Select every line in the records below that contains the word "food", and copy each one. Case counts.

[BEGIN Records provided]

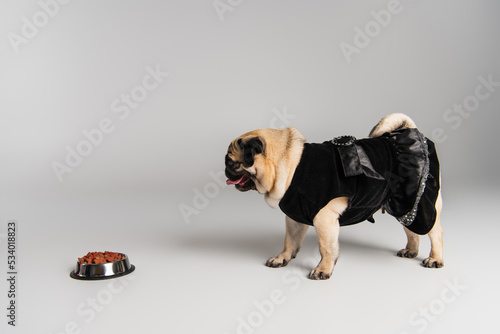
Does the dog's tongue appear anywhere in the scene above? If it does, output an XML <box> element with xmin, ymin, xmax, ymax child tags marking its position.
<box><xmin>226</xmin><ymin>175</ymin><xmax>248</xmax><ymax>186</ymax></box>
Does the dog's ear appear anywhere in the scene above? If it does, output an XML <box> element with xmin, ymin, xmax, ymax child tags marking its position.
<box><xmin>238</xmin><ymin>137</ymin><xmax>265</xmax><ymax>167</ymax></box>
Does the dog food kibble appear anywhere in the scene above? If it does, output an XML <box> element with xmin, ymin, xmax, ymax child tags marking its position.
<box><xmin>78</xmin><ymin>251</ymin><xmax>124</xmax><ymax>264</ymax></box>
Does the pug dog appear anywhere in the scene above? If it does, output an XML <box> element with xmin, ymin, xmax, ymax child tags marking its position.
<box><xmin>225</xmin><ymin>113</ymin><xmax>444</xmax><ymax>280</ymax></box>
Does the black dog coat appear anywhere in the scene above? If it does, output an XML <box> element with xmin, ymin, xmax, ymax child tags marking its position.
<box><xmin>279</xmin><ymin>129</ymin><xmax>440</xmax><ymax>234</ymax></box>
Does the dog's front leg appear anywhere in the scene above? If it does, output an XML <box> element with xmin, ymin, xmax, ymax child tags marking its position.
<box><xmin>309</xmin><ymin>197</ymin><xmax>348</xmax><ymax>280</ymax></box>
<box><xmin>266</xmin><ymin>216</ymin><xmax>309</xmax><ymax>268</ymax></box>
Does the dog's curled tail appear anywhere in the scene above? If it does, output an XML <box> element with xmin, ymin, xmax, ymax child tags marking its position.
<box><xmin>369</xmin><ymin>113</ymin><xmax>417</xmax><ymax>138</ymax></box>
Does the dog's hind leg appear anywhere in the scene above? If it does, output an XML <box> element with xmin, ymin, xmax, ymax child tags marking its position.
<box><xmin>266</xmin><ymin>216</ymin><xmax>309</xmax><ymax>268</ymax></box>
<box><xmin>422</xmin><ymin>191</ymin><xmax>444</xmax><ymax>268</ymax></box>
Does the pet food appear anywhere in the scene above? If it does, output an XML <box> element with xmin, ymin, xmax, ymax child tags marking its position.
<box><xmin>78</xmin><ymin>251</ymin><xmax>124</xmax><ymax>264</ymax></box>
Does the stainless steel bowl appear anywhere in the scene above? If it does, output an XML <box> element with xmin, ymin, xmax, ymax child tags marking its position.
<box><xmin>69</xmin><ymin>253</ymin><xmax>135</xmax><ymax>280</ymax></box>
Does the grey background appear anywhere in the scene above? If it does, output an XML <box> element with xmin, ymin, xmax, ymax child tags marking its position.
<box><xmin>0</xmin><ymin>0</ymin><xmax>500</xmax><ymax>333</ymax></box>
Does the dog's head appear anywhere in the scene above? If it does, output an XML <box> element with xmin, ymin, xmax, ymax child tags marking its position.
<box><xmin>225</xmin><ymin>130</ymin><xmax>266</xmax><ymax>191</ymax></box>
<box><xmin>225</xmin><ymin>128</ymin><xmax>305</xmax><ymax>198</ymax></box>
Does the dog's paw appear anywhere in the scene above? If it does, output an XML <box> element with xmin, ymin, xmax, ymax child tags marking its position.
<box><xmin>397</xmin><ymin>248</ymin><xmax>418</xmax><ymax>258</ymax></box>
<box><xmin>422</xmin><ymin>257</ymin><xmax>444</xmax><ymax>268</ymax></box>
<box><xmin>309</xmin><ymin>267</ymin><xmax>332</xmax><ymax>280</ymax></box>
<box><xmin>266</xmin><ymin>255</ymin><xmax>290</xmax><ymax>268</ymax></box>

[END Records provided]
[BEGIN Records provided]

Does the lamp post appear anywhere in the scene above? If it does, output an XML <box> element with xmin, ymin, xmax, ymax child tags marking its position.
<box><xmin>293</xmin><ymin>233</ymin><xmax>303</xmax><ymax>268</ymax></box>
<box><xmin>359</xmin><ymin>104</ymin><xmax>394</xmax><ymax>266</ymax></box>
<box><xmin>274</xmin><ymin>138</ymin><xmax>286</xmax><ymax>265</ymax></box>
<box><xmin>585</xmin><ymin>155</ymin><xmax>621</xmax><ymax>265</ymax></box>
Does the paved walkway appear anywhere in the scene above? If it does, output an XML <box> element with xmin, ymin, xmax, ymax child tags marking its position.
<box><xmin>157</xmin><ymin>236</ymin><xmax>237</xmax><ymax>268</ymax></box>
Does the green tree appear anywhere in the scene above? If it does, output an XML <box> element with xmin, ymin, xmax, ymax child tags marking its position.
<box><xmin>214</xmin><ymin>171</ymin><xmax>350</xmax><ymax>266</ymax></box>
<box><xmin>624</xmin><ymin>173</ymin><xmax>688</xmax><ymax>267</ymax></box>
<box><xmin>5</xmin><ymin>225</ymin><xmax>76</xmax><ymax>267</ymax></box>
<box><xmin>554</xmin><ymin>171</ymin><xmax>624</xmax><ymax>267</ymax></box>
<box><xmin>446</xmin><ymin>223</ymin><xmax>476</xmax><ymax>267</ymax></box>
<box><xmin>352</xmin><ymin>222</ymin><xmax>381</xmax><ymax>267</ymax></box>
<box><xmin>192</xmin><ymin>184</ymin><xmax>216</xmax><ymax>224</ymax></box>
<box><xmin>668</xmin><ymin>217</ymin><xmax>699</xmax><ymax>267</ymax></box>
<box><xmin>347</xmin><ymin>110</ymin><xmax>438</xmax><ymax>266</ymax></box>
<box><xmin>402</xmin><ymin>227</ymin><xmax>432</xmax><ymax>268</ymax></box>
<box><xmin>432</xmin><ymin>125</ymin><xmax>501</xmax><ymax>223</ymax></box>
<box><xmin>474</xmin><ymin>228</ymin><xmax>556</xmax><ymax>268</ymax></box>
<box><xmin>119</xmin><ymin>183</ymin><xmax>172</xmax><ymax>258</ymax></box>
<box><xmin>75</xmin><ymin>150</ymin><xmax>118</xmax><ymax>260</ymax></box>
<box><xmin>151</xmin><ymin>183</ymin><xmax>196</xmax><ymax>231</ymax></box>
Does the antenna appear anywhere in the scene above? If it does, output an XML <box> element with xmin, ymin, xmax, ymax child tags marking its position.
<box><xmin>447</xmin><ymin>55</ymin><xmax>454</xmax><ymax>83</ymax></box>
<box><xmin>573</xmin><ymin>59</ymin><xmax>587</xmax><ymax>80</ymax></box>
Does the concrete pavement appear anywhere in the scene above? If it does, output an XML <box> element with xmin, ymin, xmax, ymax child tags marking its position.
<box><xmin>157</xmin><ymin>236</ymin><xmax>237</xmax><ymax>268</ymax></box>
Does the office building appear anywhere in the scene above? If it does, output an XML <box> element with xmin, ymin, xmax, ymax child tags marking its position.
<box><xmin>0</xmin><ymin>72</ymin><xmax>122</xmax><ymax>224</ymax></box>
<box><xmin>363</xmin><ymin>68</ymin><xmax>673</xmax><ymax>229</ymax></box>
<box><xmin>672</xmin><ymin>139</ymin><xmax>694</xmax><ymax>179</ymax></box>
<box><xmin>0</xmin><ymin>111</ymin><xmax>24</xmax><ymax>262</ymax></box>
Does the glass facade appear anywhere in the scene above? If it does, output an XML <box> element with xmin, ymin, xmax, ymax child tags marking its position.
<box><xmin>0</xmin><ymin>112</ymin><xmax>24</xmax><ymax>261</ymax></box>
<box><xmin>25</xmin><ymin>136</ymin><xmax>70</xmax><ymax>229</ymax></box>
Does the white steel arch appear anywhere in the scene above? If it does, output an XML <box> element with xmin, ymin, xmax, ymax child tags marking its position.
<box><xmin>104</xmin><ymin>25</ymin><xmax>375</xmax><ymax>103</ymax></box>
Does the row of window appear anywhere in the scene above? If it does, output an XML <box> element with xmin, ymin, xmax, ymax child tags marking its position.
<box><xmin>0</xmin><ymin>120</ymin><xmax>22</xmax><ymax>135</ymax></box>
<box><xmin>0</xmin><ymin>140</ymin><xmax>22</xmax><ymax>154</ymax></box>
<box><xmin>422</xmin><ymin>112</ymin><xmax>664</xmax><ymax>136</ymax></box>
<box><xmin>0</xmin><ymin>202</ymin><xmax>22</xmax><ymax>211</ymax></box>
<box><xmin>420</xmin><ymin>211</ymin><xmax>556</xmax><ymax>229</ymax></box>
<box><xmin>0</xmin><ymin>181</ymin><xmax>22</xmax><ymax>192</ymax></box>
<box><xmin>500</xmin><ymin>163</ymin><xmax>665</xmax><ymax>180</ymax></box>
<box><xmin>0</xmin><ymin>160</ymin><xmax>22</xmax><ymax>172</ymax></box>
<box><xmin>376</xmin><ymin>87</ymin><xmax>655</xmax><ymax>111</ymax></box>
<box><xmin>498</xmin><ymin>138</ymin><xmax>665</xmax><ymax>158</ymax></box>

[END Records provided]

> Full solution:
Does the dog food kibble appear anywhere in the scene above? If it does, output an XML <box> element with xmin, ymin, xmax, ymax child tags marking its position.
Does the pet food appear anywhere in the scene above? If it does, output an XML <box> element with xmin, ymin, xmax, ymax child tags marking its position.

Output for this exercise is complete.